ABOUT THIS TASK:
Extract each line of the items below that contains the word "optional", and copy every such line in full.

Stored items

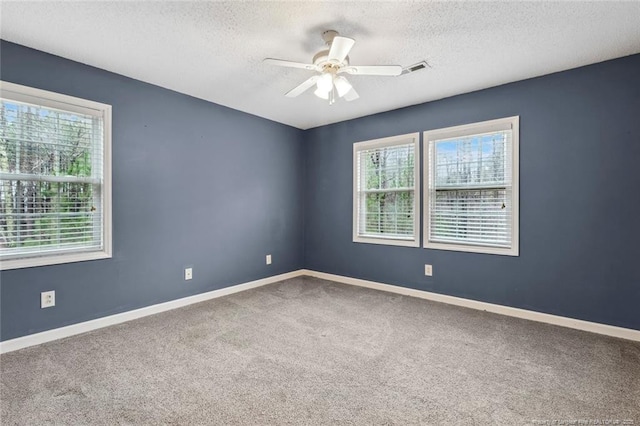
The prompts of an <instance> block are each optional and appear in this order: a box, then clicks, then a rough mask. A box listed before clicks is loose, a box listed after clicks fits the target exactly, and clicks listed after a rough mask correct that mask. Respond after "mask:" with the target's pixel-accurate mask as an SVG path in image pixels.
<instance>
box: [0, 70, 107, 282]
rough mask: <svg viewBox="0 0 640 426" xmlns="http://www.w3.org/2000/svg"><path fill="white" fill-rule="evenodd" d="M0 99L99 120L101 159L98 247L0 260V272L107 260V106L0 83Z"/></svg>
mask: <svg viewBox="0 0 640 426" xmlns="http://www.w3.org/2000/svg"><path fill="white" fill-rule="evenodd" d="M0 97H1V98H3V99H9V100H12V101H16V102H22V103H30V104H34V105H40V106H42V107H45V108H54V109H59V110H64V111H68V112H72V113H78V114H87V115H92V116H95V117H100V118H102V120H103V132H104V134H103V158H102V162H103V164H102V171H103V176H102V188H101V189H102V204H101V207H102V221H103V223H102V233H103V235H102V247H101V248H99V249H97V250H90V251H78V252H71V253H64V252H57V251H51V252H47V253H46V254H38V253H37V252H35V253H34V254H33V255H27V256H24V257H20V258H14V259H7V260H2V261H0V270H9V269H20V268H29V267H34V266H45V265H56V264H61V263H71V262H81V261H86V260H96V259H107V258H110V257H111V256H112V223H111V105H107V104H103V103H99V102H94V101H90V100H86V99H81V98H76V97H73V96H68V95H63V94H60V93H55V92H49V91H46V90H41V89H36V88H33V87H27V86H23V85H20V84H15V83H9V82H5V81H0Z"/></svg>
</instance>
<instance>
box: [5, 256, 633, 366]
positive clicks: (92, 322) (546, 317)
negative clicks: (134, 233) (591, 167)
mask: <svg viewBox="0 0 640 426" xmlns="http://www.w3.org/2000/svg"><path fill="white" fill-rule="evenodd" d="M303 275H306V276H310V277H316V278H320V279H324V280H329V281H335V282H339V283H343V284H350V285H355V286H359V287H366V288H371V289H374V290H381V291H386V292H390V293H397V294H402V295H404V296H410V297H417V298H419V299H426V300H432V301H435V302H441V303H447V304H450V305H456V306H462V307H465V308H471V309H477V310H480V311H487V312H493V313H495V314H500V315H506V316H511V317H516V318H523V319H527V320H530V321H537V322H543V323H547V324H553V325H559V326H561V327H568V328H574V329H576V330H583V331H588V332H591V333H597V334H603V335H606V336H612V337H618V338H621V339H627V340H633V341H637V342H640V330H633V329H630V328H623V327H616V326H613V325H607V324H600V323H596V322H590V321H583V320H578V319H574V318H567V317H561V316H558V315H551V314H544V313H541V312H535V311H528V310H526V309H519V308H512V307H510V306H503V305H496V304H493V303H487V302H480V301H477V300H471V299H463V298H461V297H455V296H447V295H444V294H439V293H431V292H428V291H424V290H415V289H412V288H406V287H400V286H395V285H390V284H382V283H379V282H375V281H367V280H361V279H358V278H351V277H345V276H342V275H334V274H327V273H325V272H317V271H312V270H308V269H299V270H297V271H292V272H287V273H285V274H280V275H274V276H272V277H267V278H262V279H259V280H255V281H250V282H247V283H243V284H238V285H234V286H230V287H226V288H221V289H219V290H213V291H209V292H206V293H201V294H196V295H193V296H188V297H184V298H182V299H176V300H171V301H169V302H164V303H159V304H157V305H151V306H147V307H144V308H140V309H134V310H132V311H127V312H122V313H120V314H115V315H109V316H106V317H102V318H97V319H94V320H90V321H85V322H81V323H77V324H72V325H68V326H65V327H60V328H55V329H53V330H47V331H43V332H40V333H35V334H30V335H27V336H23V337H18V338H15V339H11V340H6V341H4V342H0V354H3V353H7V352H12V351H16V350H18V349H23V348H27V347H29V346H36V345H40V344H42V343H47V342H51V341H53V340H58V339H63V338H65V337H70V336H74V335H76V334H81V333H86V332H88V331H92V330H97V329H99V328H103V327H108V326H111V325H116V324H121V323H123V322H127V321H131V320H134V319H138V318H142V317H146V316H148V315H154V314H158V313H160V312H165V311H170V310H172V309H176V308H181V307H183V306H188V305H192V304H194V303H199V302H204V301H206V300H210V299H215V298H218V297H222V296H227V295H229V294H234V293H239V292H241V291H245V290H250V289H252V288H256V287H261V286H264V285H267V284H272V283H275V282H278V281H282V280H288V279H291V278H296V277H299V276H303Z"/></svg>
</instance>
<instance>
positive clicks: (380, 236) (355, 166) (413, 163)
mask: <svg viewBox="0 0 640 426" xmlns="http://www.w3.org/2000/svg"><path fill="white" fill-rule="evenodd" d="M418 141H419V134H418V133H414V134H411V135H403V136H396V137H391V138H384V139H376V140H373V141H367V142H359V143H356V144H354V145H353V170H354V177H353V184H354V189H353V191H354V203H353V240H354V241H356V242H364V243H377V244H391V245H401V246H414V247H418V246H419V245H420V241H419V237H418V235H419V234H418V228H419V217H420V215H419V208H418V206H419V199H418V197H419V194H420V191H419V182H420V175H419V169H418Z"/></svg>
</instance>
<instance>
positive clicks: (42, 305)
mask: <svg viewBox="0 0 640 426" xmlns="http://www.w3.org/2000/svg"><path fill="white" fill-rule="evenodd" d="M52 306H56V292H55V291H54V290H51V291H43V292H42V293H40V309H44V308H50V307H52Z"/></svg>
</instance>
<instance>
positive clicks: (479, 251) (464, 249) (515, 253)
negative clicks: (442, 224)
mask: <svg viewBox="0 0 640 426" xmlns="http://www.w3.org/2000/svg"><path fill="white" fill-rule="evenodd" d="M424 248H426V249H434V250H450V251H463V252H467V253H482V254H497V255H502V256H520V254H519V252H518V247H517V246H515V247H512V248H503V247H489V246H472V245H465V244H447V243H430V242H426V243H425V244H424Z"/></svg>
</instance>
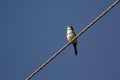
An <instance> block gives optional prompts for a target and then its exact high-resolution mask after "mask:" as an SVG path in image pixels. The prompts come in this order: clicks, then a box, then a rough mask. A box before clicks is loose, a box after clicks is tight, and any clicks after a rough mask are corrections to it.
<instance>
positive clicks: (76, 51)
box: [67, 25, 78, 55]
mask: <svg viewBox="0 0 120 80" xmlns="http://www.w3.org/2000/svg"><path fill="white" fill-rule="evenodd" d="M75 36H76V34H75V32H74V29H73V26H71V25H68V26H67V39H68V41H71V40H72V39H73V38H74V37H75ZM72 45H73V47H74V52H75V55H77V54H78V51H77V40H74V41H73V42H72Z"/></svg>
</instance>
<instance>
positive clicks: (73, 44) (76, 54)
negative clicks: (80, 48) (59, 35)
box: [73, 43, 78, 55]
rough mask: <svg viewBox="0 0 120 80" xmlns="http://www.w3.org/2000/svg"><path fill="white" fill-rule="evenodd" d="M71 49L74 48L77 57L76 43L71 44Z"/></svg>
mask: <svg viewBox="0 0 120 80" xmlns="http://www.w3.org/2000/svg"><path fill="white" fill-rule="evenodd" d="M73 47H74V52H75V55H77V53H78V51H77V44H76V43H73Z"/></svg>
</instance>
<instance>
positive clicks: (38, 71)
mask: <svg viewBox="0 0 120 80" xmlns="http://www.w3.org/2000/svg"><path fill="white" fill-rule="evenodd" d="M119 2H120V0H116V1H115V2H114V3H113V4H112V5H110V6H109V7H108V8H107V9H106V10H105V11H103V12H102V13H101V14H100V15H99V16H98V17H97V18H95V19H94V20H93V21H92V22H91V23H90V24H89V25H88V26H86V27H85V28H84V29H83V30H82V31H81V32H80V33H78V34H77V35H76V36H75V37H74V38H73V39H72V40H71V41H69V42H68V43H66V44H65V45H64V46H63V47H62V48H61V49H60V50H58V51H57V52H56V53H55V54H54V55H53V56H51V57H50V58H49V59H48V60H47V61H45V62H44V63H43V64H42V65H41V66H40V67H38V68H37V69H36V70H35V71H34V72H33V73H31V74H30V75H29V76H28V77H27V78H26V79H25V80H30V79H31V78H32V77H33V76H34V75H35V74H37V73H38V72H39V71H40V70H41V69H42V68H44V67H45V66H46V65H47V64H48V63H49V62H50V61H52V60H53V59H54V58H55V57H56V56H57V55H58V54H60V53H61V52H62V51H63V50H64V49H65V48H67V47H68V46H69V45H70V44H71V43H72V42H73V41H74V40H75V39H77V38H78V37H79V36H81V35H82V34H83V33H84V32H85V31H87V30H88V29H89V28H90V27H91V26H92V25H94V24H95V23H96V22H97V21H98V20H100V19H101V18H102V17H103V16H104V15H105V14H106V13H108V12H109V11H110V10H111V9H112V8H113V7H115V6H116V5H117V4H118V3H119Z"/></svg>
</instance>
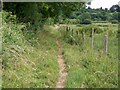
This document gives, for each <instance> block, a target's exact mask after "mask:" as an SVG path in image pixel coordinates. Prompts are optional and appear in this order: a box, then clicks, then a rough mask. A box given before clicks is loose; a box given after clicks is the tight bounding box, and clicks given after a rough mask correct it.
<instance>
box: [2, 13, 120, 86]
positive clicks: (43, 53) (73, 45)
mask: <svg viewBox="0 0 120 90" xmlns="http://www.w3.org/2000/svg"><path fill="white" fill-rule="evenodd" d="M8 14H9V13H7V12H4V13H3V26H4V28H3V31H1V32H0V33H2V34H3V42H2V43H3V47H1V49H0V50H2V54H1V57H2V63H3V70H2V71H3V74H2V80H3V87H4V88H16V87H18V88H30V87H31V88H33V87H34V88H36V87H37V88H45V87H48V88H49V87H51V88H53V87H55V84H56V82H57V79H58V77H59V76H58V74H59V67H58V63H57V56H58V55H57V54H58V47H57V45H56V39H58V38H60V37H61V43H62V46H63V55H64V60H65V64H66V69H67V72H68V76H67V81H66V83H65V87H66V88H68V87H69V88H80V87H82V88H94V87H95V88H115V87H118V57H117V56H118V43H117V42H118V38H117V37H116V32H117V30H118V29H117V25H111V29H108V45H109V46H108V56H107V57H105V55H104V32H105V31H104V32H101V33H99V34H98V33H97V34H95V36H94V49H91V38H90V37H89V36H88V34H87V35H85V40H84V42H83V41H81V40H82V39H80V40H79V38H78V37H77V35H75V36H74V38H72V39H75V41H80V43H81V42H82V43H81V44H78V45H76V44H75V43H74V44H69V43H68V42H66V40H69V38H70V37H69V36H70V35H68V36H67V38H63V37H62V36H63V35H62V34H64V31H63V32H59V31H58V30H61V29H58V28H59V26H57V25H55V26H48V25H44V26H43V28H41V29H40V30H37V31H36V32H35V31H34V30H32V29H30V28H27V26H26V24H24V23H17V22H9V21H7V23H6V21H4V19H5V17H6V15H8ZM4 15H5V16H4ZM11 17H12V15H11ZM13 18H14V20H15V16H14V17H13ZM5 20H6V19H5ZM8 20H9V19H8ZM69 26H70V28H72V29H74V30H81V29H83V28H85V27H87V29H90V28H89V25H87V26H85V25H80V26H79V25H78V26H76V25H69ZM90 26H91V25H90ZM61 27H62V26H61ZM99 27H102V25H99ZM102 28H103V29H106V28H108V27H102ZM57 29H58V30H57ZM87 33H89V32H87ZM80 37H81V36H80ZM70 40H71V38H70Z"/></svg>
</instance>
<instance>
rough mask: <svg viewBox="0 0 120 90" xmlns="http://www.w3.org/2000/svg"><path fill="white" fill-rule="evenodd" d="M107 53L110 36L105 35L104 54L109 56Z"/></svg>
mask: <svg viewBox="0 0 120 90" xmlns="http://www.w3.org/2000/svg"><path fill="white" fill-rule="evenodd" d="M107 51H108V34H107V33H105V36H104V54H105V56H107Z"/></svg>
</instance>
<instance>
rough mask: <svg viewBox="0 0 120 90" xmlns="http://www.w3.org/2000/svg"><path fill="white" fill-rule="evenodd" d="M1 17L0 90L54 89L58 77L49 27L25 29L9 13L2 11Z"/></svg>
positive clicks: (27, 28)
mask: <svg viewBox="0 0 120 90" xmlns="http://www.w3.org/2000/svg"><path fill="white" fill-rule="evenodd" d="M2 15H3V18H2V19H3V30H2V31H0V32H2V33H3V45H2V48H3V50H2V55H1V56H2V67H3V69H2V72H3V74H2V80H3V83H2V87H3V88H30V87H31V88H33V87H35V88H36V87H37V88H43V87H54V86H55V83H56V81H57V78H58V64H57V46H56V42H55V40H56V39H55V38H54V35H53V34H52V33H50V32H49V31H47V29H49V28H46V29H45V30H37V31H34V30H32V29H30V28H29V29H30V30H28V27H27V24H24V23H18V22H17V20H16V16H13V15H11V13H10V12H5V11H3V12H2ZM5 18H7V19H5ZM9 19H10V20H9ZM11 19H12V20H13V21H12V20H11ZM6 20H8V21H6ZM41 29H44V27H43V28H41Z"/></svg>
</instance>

TASK RESULT:
The prompts of an <instance> block are each optional and appear in this order: a box, then clicks, then a rough mask. A box listed before clicks is loose, a box listed after clicks fits the target exactly, and clicks listed after a rough mask correct that mask. Respond after "mask:" with the target's pixel-accurate mask as an SVG path in image pixels.
An <instance> block gives optional prompts for a target and then its exact high-resolution mask after "mask:" as an SVG path in image pixels. The prompts come in this order: clicks, then a box, then a rough mask. A box before clicks is loose, a box after clicks is tight, and any clicks after a rough mask are corrections to it.
This document gives, for each <instance> block, a target's exact mask after "mask:" as an SVG path in image pixel coordinates. Prompts are optional and appear in this order: a box, then clicks, then a rough mask. A box given before clicks is loose; a box given after clicks is the tight bounding box, and clicks given after a rough mask correct it.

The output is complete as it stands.